--- Records shown Enclosed Below ---
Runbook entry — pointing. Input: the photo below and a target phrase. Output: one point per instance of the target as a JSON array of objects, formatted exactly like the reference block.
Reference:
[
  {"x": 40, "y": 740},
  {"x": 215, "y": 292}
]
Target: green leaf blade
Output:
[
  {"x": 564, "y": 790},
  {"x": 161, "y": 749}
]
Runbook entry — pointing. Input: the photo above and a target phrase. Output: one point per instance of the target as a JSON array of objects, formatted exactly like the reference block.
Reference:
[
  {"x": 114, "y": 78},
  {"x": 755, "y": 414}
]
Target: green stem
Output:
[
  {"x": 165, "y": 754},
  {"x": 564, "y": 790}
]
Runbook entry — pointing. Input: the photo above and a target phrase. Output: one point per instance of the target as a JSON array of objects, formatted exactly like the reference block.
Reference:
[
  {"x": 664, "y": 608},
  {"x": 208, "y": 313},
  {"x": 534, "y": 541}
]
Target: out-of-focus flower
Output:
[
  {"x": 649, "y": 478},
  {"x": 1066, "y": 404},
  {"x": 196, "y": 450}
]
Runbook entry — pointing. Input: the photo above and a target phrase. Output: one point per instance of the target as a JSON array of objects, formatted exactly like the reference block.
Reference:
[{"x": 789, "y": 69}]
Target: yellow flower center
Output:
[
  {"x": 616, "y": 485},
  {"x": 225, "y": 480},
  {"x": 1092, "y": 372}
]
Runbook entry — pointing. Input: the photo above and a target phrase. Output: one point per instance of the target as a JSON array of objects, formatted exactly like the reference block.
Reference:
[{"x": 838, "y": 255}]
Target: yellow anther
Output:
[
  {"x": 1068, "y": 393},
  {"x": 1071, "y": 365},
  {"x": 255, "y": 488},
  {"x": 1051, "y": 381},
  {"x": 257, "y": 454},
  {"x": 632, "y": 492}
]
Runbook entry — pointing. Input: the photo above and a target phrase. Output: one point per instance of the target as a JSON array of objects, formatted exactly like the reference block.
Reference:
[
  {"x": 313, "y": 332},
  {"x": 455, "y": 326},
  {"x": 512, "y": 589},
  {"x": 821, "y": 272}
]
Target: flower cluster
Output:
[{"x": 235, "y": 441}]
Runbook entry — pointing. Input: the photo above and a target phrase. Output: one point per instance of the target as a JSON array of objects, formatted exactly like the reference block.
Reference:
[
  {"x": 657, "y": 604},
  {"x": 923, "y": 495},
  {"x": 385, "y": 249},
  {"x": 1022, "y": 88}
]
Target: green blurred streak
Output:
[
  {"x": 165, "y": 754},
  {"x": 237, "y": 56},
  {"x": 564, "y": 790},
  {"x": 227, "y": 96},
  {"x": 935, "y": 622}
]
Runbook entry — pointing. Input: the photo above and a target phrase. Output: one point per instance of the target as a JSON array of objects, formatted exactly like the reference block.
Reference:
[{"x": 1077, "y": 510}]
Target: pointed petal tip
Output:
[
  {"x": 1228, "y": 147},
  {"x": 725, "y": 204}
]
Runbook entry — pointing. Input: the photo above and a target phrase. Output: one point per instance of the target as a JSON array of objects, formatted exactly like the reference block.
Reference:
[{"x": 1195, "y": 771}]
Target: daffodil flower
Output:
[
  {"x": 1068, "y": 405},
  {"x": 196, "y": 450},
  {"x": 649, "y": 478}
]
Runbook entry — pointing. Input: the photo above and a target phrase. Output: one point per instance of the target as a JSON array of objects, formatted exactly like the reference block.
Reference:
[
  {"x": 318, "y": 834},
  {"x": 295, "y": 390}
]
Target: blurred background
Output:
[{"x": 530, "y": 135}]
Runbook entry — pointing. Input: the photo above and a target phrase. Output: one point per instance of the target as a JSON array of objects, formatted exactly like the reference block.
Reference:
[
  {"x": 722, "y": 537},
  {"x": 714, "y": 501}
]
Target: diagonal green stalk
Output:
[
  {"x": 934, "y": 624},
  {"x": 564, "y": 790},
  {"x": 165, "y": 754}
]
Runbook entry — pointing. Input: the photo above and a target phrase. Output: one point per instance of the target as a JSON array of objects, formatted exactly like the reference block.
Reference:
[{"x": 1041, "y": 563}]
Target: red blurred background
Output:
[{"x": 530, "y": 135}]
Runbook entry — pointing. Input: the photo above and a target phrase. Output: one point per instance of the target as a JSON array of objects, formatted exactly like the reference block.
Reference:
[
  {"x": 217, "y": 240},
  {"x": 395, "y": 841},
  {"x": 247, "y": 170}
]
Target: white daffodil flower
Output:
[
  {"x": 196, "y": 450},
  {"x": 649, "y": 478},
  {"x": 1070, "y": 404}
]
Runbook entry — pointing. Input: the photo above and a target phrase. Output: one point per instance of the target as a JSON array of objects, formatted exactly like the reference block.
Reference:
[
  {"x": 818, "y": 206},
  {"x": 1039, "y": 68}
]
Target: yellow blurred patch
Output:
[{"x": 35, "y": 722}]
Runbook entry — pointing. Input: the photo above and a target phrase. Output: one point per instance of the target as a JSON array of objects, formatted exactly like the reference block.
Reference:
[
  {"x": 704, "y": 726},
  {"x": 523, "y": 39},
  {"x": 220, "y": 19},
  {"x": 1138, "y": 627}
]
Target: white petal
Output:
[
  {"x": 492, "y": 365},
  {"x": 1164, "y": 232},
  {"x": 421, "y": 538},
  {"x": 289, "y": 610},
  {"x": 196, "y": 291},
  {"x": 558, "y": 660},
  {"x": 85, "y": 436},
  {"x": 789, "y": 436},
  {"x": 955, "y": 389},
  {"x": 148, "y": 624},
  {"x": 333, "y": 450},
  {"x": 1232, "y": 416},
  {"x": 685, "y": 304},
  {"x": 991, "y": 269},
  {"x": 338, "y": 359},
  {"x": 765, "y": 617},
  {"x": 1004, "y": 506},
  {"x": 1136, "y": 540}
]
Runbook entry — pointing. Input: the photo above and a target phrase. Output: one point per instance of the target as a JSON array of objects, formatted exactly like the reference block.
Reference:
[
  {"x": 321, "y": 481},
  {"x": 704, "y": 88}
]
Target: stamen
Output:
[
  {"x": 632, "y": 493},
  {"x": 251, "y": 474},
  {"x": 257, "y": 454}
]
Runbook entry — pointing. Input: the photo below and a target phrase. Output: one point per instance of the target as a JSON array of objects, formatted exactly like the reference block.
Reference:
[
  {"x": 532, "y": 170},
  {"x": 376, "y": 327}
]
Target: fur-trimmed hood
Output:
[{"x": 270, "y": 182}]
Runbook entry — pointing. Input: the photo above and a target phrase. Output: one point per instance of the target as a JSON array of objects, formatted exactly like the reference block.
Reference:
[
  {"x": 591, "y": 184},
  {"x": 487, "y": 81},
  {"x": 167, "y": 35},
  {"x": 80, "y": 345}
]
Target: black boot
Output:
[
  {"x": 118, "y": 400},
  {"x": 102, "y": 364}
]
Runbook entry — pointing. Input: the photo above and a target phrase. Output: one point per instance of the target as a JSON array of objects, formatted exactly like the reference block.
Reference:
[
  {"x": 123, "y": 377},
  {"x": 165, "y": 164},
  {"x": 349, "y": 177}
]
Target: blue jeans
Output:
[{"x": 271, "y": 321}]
--- End of Enclosed Records shown ---
The complete listing, unchanged, is the expected answer.

## Solution for this problem
Runbook entry — pointing. Input: the photo below and a target phrase. Output: one point per instance of the target as a JSON array of objects, formatted exactly like the reference block.
Reference:
[
  {"x": 40, "y": 740},
  {"x": 215, "y": 292}
]
Target: green leaf blade
Output:
[
  {"x": 564, "y": 790},
  {"x": 161, "y": 749}
]
Runbook entry — pointing. Input: the photo above and a target phrase. Output: one point per instance of the target as a JSON array of objects, formatted exactly like the reference block.
Reference:
[
  {"x": 114, "y": 78},
  {"x": 755, "y": 414}
]
Target: green stem
Output:
[
  {"x": 165, "y": 754},
  {"x": 564, "y": 790}
]
Runbook entry — pointing. Input: the photo above and a target phrase. Output: one point per instance of the target as a JSON array of objects, formatted exactly like the reference block.
Reference:
[
  {"x": 664, "y": 608},
  {"x": 208, "y": 313},
  {"x": 534, "y": 541}
]
Target: out-of-focus flower
Output:
[
  {"x": 649, "y": 478},
  {"x": 1066, "y": 404},
  {"x": 196, "y": 450}
]
Runbook entry — pointing. Input: the photo above and a target phrase. Output: one point per instance of the target as a JSON array of objects, formatted exactly like the reference block.
Reference:
[{"x": 789, "y": 69}]
Target: yellow flower center
Output:
[
  {"x": 616, "y": 485},
  {"x": 225, "y": 480},
  {"x": 1092, "y": 372}
]
Runbook entry — pointing. Input: the photo above and a target phrase. Output: one point per instance of the target as a JSON array of objects, formatted exactly like the reference block.
Reference:
[{"x": 838, "y": 255}]
Target: yellow anther
Output:
[
  {"x": 1068, "y": 393},
  {"x": 1071, "y": 365},
  {"x": 255, "y": 488},
  {"x": 1051, "y": 381},
  {"x": 257, "y": 454},
  {"x": 632, "y": 492}
]
Runbook entry — pointing. Input: the photo above and a target phrase. Output: one point per instance of the target as a JSON array of objects, formatted exactly like the reference block.
Reference:
[
  {"x": 313, "y": 332},
  {"x": 455, "y": 326},
  {"x": 512, "y": 589},
  {"x": 821, "y": 272}
]
Target: flower cluster
Output:
[{"x": 235, "y": 441}]
Runbook entry — pointing. Input: the photo above and a target phrase. Output: one point per instance of the target as a JSON array of objects, formatted exactly like the reference block.
Reference:
[
  {"x": 657, "y": 604},
  {"x": 923, "y": 495},
  {"x": 385, "y": 249},
  {"x": 1022, "y": 88}
]
Target: green blurred streak
Output:
[
  {"x": 165, "y": 754},
  {"x": 237, "y": 56},
  {"x": 564, "y": 790},
  {"x": 227, "y": 96},
  {"x": 935, "y": 622}
]
Runbook entry — pointing. Input: the photo above and a target phrase. Output: one point per instance of the target as a JSON array of objects, formatted exactly like the reference block.
Reference:
[{"x": 1077, "y": 510}]
Target: pointed petal tip
Output:
[
  {"x": 1228, "y": 147},
  {"x": 725, "y": 204}
]
Runbook entry — pointing. Input: the photo above and a target phrase. Output: one point per instance of the target as a JSON array of objects, formatted exactly like the reference block.
Reference:
[{"x": 1195, "y": 771}]
Target: daffodil flower
Output:
[
  {"x": 1068, "y": 405},
  {"x": 196, "y": 450},
  {"x": 649, "y": 478}
]
Runbook entry — pointing. Input: the photo above and a target phrase. Output: one point per instance of the target as a JSON array of objects, formatted exactly like the reference block.
Reference:
[
  {"x": 318, "y": 834},
  {"x": 295, "y": 390}
]
Target: blurred background
Output:
[{"x": 530, "y": 135}]
Runbook entry — pointing. Input: the photo above and a target phrase. Output: one point per instance of the target as a JSON array of objects, formatted exactly like the reference block.
Reference:
[
  {"x": 722, "y": 537},
  {"x": 714, "y": 501}
]
Target: diagonal green stalk
Output:
[
  {"x": 934, "y": 624},
  {"x": 564, "y": 790},
  {"x": 165, "y": 754}
]
Runbook entry — pointing. Input: the photo above and a target phrase. Output: one point per instance of the target as a JSON array of objects, formatted exactly like the reference block.
Reference:
[{"x": 1041, "y": 563}]
Target: red blurred background
Output:
[{"x": 530, "y": 135}]
Runbook entry — pointing. Input: the photo above and a target phrase. Output: one point per instance of the target as a JSON array of objects, formatted exactly like the reference block.
Reference:
[
  {"x": 217, "y": 240},
  {"x": 395, "y": 841},
  {"x": 247, "y": 170}
]
Target: white daffodil flower
Output:
[
  {"x": 196, "y": 450},
  {"x": 649, "y": 478},
  {"x": 1070, "y": 404}
]
Runbook entry — pointing. Input: the photo above and a target phrase. Output: one point per instance of the target as a JSON array of objects, formatted exactly like the reference block.
Reference:
[
  {"x": 818, "y": 206},
  {"x": 1039, "y": 68}
]
Target: yellow blurred patch
Output:
[{"x": 35, "y": 722}]
Runbook entry — pointing. Input: the photo above and a target phrase. Output: one point per instance of the target as a JSON array of objects, formatted exactly like the reference block.
Reference:
[
  {"x": 704, "y": 726},
  {"x": 523, "y": 39},
  {"x": 220, "y": 19},
  {"x": 1138, "y": 627}
]
Target: white petal
Output:
[
  {"x": 492, "y": 365},
  {"x": 1164, "y": 232},
  {"x": 421, "y": 538},
  {"x": 289, "y": 610},
  {"x": 196, "y": 291},
  {"x": 558, "y": 660},
  {"x": 85, "y": 436},
  {"x": 789, "y": 436},
  {"x": 955, "y": 389},
  {"x": 148, "y": 624},
  {"x": 333, "y": 450},
  {"x": 1232, "y": 416},
  {"x": 685, "y": 304},
  {"x": 991, "y": 269},
  {"x": 338, "y": 359},
  {"x": 765, "y": 617},
  {"x": 1004, "y": 506},
  {"x": 1136, "y": 540}
]
Runbook entry — pointing. Input: the photo above and a target phrase. Output: one point per instance of the target as a JSON array of objects, formatted exactly like the reference block.
Reference:
[
  {"x": 321, "y": 481},
  {"x": 704, "y": 88}
]
Target: stamen
Output:
[
  {"x": 632, "y": 493},
  {"x": 251, "y": 474},
  {"x": 257, "y": 454}
]
Runbook entry — pointing. Input: the photo below and a target phrase. Output: one point per instance of the target as a JSON array of objects, formatted exactly like the reference block.
Reference:
[
  {"x": 532, "y": 170},
  {"x": 376, "y": 327}
]
Target: fur-trimmed hood
Output:
[{"x": 270, "y": 182}]
Runbook entry — pointing. Input: the photo above and a target phrase. Output: one point per instance of the target as a JSON array of objects, formatted exactly like the reference block.
Reference:
[
  {"x": 591, "y": 184},
  {"x": 487, "y": 81},
  {"x": 167, "y": 35},
  {"x": 80, "y": 345}
]
Target: black boot
Output:
[
  {"x": 118, "y": 400},
  {"x": 102, "y": 364}
]
Runbook entry — pointing. Input: the photo above and a target phrase. Output: one point per instance of the target as a JSON array of objects, formatted exactly like the reference block.
Reference:
[
  {"x": 123, "y": 377},
  {"x": 165, "y": 164},
  {"x": 349, "y": 177}
]
Target: blue jeans
Output:
[{"x": 271, "y": 321}]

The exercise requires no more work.